- [ABOUT THIS EXERCISE]
Decide whether each statement below agrees with the article on Questcor Pharmaceuticals' falling shares, and support each yes or no with the deciding words from the article. 1. Aetna is the third largest health insurer in the U.S. 2. Aetna dropped coverage of Acthar for every use of the drug. 3. Citron Research predicted that Questcor's shares would fall to single digits.

- [TEXT PROVIDED]
════

Questcor Pharmaceuticals' (NASDAQ:QCOR) shares tumbled more than 32% on Monday after the drug company revealed that its promotional practices are being probed by the U.S. government.
The latest headache for the Anaheim Hill, Calif.-based drug company comes on top of ongoing criticism from Citron Research, which is led by short-seller Andrew Left.
The long-time critic claimed in July that Questcor used questionable tactics to market Acthar and forecast that its shares would fall to single digits.
“Questcor seems to have no hesitation when it spins its multi-billion dollar 'snake oil sales' story – on Wall Street,” Citron said in a statement in July.
The U.S. investigation also comes just days after health insurer Aetna (NYSE:AET), the third largest in the U.S., said it would limit coverage of Questcor’s blockbuster multiple sclerosis and infant seizure drug H.P. Acthar, which makes up nearly all of the biopharmaceutical company’s revenue.
Aetna had argued that the Acthar gel proved only effective at treating infant spasms and was no better than existing therapies in the other 18 diseases it has approval for. It dropped coverage last week for all uses of the drug except for infant seizures.
On Wednesday, following the Aetna statement, Questcor’s shares dropped 48%, touching their lowest price since June 2011. They fell as much as 33% to a 52-week low of $20 on Monday.
In a terse securities filing, Questcor said on Monday that it “intends to cooperate with the government in its investigation.”
The company said last week that it did not expect the move by Aetna to have a material impact on its results, as the insurer accounted for just 5% of Acthar prescriptions.
However, Questcor continues to come under fire by short sellers. Some 21.2 million of its shares had been shorted as of the end of August, representing roughly 35% of its outstanding shares, according to Nasdaq data.

════

- [SUPPLIED INFORMATION]
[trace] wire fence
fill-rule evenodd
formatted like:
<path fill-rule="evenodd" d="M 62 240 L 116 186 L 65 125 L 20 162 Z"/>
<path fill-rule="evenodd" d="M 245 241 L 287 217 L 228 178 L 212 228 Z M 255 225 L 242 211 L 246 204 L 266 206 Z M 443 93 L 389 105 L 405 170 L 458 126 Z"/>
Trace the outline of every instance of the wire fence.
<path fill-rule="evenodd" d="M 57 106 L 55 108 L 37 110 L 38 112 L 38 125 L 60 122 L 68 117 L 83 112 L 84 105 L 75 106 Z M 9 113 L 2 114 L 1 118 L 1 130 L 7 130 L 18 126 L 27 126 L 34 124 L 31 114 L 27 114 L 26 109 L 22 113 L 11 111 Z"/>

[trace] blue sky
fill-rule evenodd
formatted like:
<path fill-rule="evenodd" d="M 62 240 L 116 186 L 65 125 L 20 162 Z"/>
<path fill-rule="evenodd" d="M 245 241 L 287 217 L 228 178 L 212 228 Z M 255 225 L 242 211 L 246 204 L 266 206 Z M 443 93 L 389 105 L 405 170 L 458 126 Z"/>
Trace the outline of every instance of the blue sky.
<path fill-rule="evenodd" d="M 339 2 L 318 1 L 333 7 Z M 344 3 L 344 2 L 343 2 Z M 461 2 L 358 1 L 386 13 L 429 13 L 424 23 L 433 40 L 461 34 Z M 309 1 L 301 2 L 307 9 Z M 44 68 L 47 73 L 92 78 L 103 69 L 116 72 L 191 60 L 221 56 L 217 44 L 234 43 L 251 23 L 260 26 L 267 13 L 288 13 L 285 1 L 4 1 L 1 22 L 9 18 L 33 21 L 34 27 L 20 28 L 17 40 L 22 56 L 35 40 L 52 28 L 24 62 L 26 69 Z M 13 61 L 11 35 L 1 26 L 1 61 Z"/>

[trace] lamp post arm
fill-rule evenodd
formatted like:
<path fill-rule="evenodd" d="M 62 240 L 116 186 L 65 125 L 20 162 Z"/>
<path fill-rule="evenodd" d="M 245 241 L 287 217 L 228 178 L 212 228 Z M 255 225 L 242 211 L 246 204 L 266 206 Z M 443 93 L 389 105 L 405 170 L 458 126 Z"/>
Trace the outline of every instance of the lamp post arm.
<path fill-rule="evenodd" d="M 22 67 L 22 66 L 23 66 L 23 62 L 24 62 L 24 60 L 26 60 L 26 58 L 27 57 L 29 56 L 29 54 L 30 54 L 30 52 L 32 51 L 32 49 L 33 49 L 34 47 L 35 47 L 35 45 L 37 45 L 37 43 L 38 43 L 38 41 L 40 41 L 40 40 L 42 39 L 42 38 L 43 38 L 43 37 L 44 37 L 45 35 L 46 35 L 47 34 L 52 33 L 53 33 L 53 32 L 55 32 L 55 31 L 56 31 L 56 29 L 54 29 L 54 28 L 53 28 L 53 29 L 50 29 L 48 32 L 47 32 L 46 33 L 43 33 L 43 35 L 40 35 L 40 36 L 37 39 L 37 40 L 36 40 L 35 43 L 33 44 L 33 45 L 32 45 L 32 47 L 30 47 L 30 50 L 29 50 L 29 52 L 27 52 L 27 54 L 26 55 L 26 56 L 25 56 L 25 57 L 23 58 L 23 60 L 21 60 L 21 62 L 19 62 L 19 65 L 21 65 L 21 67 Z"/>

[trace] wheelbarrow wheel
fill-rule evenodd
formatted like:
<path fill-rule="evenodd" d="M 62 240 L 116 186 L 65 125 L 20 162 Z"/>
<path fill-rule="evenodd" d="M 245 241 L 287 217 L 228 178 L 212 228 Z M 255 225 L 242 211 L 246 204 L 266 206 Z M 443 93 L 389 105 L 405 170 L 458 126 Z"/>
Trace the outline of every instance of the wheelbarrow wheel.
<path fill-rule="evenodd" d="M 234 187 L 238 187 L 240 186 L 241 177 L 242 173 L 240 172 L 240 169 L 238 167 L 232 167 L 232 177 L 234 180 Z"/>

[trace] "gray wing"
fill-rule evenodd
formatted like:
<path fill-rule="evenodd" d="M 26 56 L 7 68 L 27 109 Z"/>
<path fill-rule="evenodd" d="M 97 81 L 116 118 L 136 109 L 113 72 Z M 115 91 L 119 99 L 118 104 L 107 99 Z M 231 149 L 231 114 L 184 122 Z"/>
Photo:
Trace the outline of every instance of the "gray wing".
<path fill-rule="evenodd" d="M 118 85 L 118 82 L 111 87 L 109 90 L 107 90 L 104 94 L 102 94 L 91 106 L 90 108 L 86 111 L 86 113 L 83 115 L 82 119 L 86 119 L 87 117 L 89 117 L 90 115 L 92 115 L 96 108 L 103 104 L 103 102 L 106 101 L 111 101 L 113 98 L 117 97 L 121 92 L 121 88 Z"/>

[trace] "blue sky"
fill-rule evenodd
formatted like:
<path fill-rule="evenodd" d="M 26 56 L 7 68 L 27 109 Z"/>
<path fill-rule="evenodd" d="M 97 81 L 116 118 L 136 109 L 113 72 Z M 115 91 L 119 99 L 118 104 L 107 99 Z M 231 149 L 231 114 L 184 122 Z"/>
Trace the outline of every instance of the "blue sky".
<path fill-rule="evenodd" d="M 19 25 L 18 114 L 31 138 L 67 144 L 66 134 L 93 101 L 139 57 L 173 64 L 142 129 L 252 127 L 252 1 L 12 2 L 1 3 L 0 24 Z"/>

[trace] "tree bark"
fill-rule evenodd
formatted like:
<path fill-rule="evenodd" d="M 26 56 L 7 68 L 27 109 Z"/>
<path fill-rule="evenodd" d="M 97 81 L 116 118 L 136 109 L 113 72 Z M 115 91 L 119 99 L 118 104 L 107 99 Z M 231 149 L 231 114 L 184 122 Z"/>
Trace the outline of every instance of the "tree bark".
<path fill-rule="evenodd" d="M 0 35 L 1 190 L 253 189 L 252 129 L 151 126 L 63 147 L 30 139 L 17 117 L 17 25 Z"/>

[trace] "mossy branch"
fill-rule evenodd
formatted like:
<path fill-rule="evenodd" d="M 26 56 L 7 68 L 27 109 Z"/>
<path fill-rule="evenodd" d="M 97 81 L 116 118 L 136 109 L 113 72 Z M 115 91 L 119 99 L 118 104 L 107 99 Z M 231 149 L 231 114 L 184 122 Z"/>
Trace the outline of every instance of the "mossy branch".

════

- [RESULT FOR THIS EXERCISE]
1. Yes: "the third largest in the U.S."
2. No: "It dropped coverage last week for all uses of the drug except for infant seizures."
3. Yes: "forecast that its shares would fall to single digits"